■ Provided information ■
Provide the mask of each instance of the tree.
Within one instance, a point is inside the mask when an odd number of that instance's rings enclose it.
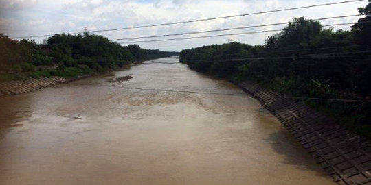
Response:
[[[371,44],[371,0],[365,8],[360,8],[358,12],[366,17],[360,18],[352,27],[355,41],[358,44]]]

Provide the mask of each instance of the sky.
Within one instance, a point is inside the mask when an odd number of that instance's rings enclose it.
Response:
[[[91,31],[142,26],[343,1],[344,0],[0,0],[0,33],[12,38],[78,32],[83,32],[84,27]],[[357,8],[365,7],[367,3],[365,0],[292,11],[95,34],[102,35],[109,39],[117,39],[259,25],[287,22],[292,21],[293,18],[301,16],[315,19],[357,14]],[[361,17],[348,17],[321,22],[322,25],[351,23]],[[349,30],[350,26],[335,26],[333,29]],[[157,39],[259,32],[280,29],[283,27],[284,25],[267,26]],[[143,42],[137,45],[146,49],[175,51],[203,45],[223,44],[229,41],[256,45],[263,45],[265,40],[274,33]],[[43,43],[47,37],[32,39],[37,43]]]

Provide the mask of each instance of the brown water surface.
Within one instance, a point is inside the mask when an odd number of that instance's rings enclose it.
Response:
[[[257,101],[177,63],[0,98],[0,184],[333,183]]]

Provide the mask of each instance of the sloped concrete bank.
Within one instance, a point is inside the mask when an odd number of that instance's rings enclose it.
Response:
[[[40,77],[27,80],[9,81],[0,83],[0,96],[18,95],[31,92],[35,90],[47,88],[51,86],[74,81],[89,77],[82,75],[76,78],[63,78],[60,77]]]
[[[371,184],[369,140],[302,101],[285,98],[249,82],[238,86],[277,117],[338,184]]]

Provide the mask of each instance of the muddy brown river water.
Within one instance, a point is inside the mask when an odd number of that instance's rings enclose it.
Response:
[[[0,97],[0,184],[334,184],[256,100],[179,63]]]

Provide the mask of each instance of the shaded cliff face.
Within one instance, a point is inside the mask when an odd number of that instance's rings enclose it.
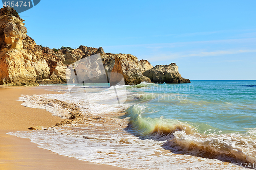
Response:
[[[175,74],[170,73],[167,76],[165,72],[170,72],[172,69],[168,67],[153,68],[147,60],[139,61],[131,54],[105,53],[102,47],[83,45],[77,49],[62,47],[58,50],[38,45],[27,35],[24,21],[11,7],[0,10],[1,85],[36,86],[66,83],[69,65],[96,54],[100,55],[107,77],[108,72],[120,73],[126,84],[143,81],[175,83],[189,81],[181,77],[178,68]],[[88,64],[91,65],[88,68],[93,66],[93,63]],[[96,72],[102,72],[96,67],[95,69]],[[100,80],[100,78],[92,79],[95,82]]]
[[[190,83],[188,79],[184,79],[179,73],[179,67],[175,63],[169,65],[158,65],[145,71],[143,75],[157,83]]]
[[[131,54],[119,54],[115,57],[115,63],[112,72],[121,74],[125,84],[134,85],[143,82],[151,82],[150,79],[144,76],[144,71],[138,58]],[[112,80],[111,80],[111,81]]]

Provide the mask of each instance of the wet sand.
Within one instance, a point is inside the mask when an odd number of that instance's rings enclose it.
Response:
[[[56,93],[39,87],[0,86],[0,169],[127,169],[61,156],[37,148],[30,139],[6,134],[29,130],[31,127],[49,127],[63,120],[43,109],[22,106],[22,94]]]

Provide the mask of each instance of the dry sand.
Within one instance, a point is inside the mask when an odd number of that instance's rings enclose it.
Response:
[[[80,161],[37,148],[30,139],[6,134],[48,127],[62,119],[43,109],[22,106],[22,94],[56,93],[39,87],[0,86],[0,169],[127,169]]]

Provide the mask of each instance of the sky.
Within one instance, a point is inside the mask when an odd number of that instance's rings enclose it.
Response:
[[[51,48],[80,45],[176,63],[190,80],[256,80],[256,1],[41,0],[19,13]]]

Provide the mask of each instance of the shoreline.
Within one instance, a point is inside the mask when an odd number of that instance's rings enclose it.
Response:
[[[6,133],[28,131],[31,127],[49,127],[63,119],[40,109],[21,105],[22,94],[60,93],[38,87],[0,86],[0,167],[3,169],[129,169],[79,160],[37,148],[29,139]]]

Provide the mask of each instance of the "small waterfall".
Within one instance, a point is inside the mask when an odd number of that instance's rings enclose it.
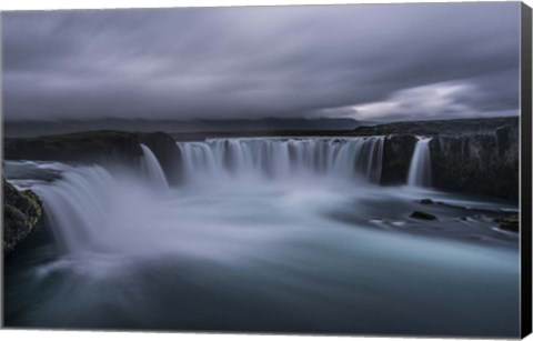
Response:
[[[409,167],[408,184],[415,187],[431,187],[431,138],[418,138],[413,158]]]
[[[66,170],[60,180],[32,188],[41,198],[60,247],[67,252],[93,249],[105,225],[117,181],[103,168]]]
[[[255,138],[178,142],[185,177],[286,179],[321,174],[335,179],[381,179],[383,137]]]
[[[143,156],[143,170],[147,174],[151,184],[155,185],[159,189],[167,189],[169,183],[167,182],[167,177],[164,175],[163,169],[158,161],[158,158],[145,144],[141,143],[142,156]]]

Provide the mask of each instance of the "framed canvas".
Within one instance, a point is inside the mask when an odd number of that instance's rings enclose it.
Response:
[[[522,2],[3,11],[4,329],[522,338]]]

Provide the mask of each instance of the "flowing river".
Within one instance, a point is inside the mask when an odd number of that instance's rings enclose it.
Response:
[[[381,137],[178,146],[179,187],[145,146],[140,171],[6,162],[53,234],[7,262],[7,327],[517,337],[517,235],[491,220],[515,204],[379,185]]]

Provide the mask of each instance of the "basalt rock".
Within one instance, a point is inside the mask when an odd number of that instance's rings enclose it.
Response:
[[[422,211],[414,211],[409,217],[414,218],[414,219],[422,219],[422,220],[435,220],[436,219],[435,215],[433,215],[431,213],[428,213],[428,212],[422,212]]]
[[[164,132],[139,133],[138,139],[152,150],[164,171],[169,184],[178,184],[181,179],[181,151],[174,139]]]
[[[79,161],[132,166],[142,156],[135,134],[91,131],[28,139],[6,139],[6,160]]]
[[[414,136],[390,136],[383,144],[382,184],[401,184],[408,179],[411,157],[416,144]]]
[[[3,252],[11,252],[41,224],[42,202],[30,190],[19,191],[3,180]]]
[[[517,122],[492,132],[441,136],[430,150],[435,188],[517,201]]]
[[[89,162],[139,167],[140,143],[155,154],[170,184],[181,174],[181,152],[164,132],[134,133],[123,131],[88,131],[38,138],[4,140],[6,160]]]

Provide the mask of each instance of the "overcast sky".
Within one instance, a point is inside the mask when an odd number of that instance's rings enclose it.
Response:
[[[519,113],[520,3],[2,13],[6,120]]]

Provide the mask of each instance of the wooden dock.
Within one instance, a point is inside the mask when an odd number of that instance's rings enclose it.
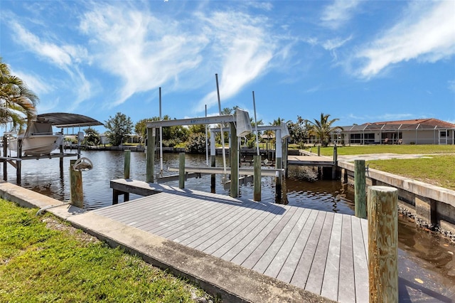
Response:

■ What the exercise asks ■
Copy every line above word for word, leaving out the pictures.

■ Answer to this exercise ■
Provide the mask of each instance of the tree.
Within one instance, a point is inside the mask when an odd number of that instance's rings enclose it.
Response:
[[[371,44],[371,0],[365,8],[360,8],[358,12],[366,17],[360,18],[352,27],[355,41],[358,44]]]

Provide the mask of each instance of the sky.
Within one instance, a point is inside the mask when an odd number of that instance's rings enclose it.
Response:
[[[91,31],[142,26],[343,1],[344,0],[0,0],[0,33],[12,38],[78,32],[83,32],[84,27]],[[357,8],[365,7],[367,3],[365,0],[292,11],[95,34],[102,35],[109,39],[117,39],[259,25],[287,22],[292,21],[293,18],[301,16],[315,19],[357,14]],[[361,17],[348,17],[321,22],[322,25],[351,23]],[[349,30],[350,26],[335,26],[333,29]],[[157,39],[259,32],[280,29],[283,27],[284,25],[267,26]],[[143,42],[137,45],[146,49],[175,51],[203,45],[223,44],[229,41],[256,45],[263,45],[265,40],[274,33]],[[43,43],[47,37],[32,39],[37,43]]]

Provide the mask of each instance of the brown water surface.
Within one instance, a point is inside the mask when an odd number of that instance's rings enclose it.
Response:
[[[257,101],[177,63],[0,98],[0,184],[333,183]]]

Provide the mask of each instance of the sloped concrete bank.
Within one instance, a point is inside the mask when an odd number of that instance's rings enclose it.
Response:
[[[40,77],[27,80],[9,81],[0,83],[0,96],[18,95],[31,92],[35,90],[47,88],[51,86],[74,81],[89,77],[82,75],[76,78],[63,78],[60,77]]]
[[[371,184],[369,140],[302,101],[285,98],[249,82],[238,86],[277,117],[338,184]]]

Provide the mask of each instance of the muddy brown river water.
Within one instance, a point is inside the mask when an odd number of that instance's rings enclose it.
Response:
[[[0,97],[0,184],[334,184],[256,100],[179,63]]]

Provide the mask of each instance of the shaded cliff face.
Within one instance, a point is inside the mask when an odd number of that instance's rings enclose it.
Response:
[[[175,74],[170,73],[167,76],[165,72],[170,72],[172,69],[168,67],[153,68],[147,60],[139,61],[131,54],[105,53],[102,47],[83,45],[77,49],[62,47],[58,50],[38,45],[27,35],[24,21],[11,7],[0,10],[1,85],[36,86],[66,83],[69,65],[96,54],[100,55],[107,77],[108,72],[120,73],[126,84],[143,81],[175,83],[189,81],[181,77],[178,68]],[[88,64],[91,65],[88,68],[93,66],[93,63]],[[96,72],[102,72],[96,67],[95,69]],[[100,80],[100,78],[92,79],[95,82]]]
[[[190,83],[188,79],[184,79],[179,73],[179,67],[175,63],[169,65],[158,65],[145,71],[143,75],[157,83]]]
[[[131,54],[119,54],[115,57],[115,63],[112,72],[121,74],[125,84],[134,85],[143,82],[151,82],[150,79],[144,76],[144,71],[138,58]],[[112,80],[111,80],[111,81]]]

Provide the mask of each instance of the wet sand.
Within one instance, a point is inside the mask when an odd number of that instance's rings enclose it.
Response:
[[[56,93],[39,87],[0,86],[0,169],[127,169],[61,156],[37,148],[30,139],[6,134],[29,130],[31,127],[49,127],[63,120],[43,109],[22,106],[22,94]]]

Provide the mask of each instance of the dry sand.
Within one instance, a point is inside the mask when an odd number of that instance's rings enclose it.
Response:
[[[80,161],[37,148],[30,139],[6,134],[48,127],[62,119],[43,109],[22,106],[22,94],[56,93],[39,87],[0,86],[0,169],[127,169]]]

Provide the mask of each instance of the sky.
Within one instance, a point is inside the mask when an odd number of that instance's rings enclose it.
Response:
[[[51,48],[80,45],[176,63],[190,80],[256,80],[256,1],[41,0],[19,13]]]

Provide the mask of each instance of the shoreline.
Within one instance, a point is inside the mask when an odd number of that instance's rings enclose it.
Response:
[[[6,133],[28,131],[31,127],[49,127],[63,119],[40,109],[21,105],[22,94],[60,93],[38,87],[0,86],[0,167],[3,169],[129,169],[79,160],[37,148],[29,139]]]

Provide the mask of each instance of the "small waterfall".
Within one instance, a point is inside the mask when an odd number of that instance's rings enclose it.
Response:
[[[409,167],[408,184],[415,187],[431,187],[431,138],[418,138],[413,158]]]
[[[66,170],[60,180],[32,188],[41,198],[60,247],[67,252],[93,249],[105,225],[117,181],[103,168]]]
[[[255,138],[178,142],[185,177],[286,179],[321,174],[335,179],[381,179],[383,137]]]
[[[143,156],[143,170],[147,174],[151,184],[155,185],[159,189],[167,189],[169,183],[167,182],[167,177],[164,175],[163,169],[158,161],[158,158],[145,144],[141,143],[142,156]]]

Provide the mask of each instance of the "framed canvas".
Within one instance, a point is inside the mask when an odd number of that instance's rings enclose it.
Response:
[[[522,2],[3,11],[4,329],[522,338]]]

Provide the mask of each instance of the "flowing river".
Within one instance, a point is inside the mask when an odd number of that instance's rings enclose it.
Response:
[[[381,137],[178,146],[179,187],[145,146],[140,171],[6,162],[53,234],[7,262],[7,327],[517,337],[517,235],[491,220],[515,204],[379,185]]]

Provide the mask of each instance of the "basalt rock".
Within one instance, a point is inside the mask when an odd number of that instance's rings enclose it.
Response:
[[[422,211],[414,211],[409,217],[414,218],[414,219],[422,219],[422,220],[435,220],[436,219],[435,215],[433,215],[431,213],[428,213],[428,212],[422,212]]]
[[[164,132],[139,133],[138,139],[152,150],[164,171],[169,184],[178,184],[181,179],[181,151],[174,139]]]
[[[79,161],[132,166],[142,156],[135,134],[91,131],[28,139],[6,139],[6,160]]]
[[[414,136],[390,136],[383,144],[382,184],[401,184],[408,179],[411,157],[416,144]]]
[[[3,252],[11,252],[41,224],[42,202],[30,190],[19,191],[3,180]]]
[[[517,122],[492,132],[441,136],[430,150],[435,188],[517,201]]]
[[[89,162],[139,167],[140,143],[155,154],[170,184],[181,174],[181,152],[164,132],[134,133],[123,131],[88,131],[38,138],[4,140],[6,160]]]

Provide the mask of each instance of the "overcast sky".
Within one instance, a point is inside the mask when an odd number of that instance's rings enclose it.
Response:
[[[519,113],[520,3],[2,13],[6,120]]]

Provide the mask of each instance of the wooden dock.
Within one instance, a point is inside the mask when an odd number of that instance's rings enclose it.
Response:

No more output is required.